Required work:
The lines to extract start at the one containing "Each matching instance of the horizontal" and end with the last line; give them exactly and nothing more.

Dataset records:

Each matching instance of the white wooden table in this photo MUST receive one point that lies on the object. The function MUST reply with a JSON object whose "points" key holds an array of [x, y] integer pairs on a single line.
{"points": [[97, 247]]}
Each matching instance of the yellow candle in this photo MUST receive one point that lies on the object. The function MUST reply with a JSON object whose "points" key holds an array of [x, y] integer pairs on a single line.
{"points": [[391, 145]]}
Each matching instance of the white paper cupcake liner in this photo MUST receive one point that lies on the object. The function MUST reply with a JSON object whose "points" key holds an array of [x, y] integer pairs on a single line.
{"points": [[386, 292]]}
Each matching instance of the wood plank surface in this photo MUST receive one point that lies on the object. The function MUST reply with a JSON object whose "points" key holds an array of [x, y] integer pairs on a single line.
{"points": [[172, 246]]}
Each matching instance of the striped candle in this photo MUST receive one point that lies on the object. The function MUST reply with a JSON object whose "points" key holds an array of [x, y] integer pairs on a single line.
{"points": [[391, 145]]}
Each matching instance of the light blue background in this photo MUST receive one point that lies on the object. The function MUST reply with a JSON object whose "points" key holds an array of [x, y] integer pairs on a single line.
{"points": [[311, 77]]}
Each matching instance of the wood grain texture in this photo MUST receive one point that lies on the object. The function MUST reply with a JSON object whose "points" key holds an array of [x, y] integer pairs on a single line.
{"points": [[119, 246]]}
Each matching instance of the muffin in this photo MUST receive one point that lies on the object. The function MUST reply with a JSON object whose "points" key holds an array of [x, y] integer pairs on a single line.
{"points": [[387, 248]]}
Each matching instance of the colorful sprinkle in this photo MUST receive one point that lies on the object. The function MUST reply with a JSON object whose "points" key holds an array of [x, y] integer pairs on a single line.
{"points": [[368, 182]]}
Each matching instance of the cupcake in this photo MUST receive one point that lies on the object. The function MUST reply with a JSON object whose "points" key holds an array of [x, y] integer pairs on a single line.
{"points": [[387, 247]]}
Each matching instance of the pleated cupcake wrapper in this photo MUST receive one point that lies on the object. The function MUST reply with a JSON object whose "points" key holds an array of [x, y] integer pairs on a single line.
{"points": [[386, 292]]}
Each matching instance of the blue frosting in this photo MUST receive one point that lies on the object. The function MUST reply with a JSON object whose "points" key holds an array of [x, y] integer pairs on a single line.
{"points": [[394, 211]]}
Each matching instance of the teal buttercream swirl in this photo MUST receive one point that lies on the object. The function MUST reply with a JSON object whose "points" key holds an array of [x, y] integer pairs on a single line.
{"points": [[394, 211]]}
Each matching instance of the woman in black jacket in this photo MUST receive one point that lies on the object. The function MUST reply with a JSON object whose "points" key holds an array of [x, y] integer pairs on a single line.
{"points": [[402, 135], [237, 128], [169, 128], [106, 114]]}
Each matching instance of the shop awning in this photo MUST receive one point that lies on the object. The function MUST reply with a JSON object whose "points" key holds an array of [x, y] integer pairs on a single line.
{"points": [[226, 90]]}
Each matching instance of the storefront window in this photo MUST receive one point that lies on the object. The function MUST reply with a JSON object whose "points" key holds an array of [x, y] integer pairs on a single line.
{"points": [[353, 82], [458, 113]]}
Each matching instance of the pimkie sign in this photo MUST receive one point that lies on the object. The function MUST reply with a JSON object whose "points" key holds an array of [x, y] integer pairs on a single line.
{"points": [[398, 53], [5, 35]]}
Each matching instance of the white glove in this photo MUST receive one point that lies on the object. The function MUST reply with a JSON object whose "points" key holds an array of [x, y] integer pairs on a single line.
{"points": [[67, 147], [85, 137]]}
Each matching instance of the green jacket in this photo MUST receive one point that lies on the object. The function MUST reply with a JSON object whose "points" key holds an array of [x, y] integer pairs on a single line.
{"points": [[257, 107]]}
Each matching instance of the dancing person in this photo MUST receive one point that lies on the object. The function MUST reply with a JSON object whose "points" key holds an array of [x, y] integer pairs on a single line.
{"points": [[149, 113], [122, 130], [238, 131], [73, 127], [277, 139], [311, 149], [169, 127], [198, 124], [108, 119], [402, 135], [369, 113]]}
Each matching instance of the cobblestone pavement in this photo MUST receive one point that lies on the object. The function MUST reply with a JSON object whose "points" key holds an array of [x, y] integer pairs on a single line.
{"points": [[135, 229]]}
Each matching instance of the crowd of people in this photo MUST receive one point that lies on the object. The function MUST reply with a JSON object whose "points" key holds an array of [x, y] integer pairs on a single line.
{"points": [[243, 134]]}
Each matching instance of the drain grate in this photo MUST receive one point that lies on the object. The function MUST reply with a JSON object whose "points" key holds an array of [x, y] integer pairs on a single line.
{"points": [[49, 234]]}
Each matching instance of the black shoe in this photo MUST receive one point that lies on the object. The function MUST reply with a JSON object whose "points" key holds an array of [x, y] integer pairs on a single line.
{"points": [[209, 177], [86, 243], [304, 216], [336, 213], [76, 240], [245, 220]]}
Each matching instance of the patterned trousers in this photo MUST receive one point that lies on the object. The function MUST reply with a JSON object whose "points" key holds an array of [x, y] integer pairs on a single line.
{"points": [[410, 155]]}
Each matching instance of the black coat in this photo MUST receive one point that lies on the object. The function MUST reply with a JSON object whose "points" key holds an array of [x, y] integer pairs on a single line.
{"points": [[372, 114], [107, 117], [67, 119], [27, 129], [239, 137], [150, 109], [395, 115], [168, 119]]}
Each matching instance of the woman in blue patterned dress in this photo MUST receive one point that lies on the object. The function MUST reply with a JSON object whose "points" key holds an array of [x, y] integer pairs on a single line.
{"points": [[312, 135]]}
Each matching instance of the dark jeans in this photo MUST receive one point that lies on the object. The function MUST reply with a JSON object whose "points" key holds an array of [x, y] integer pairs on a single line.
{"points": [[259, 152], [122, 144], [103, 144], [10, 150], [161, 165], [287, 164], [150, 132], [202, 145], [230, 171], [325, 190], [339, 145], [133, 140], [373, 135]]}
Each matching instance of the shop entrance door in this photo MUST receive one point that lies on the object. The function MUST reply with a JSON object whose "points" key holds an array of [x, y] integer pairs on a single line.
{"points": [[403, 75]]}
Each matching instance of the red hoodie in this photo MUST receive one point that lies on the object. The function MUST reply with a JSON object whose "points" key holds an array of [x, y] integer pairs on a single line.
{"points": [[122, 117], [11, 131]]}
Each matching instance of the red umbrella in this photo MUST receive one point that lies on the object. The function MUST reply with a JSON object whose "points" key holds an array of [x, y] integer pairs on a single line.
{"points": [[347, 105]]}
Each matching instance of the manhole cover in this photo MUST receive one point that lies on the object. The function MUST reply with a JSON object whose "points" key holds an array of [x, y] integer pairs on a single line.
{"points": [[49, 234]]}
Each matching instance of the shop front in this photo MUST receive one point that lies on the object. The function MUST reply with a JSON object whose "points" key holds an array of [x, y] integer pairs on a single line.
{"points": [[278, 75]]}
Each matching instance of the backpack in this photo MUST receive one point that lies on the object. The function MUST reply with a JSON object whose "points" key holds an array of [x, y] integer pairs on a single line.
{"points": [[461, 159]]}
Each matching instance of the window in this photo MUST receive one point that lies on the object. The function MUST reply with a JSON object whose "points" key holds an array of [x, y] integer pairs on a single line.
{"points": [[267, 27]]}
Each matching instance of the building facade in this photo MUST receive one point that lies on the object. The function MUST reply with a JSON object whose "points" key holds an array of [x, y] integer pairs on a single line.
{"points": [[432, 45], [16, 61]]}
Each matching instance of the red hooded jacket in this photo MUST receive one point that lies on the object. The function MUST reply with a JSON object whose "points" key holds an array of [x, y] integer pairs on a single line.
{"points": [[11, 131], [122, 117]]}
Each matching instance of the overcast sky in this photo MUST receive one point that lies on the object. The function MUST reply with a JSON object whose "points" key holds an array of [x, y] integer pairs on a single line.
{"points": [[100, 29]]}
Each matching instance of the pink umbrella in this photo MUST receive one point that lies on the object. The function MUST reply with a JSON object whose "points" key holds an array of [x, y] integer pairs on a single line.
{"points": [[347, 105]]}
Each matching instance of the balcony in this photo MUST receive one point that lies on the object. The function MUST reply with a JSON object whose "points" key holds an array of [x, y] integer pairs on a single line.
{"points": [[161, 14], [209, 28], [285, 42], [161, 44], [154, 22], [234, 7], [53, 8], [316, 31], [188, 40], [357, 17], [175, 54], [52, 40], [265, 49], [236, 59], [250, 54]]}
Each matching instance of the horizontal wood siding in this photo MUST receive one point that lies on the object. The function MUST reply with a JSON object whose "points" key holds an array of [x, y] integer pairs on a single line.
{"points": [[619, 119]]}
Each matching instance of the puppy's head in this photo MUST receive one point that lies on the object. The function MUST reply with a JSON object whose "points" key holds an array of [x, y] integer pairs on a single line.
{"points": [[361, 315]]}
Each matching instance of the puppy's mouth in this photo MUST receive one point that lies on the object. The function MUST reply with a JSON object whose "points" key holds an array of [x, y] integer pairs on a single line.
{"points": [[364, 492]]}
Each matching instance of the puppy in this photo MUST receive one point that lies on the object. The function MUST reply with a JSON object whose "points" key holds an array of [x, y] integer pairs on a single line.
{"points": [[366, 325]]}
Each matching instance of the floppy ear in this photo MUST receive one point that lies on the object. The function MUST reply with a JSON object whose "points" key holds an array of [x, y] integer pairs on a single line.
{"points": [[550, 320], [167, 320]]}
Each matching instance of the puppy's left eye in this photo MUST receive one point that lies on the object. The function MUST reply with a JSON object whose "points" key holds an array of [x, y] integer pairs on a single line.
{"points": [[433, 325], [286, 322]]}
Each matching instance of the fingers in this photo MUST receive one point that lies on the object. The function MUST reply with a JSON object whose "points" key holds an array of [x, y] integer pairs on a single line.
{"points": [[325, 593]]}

Solution for this exercise:
Each matching instance of the horizontal wood siding in this photo MUST receive one point that lies on the object. The function MUST reply with a JSON object whose "points" key holds an array of [x, y] integer pairs on a single line.
{"points": [[619, 119]]}
Each matching instance of the puppy's head in this photo MUST receive one point that lies on the object. The function MUST reply with a JSON object whose "points" key holds an array of [x, y] integer pairs on a single line.
{"points": [[361, 315]]}
Each matching instance of the puppy's mouth in this photo MUST receive one point that lies on the object. The function MUST reply with a JSON object whose "points" key holds an array of [x, y] integer pairs on a single line.
{"points": [[364, 492]]}
Each matching instance of the puppy in this photo MUST receive one point that lies on the object. The function MUST reply with a JSON object whose "points" key holds an array of [x, y] integer pairs on a single line.
{"points": [[366, 325]]}
Each matching instance of the floppy ear in this photo MUST receive one point that lies on the object. The function MUST reply with a JSON object whose "points" key holds an array of [x, y] integer pairs on a single line.
{"points": [[550, 320], [167, 320]]}
Each matching instance of the puppy's left eye in this photo MUST receive one point that lies on the object. The function MUST reply with a JSON object whose "points" key holds an array of [x, y] integer pairs on a single line.
{"points": [[433, 325], [286, 322]]}
Each matching instance of the fingers in this photo MUST receive one point that lies on the object. The function MUST reply with a JSON object whose "points" key holds an array of [x, y] integer pairs on a single line.
{"points": [[325, 593]]}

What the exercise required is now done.